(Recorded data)
++++
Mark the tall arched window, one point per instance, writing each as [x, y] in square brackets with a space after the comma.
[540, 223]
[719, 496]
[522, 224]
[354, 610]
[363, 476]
++++
• Problem requirements:
Repeat the records above exactly, with nothing left out.

• Response to this task:
Mark the tall arched window, one point per instance, writing each as [x, y] in square brackets with a space after the comma.
[540, 223]
[719, 496]
[522, 224]
[354, 610]
[363, 476]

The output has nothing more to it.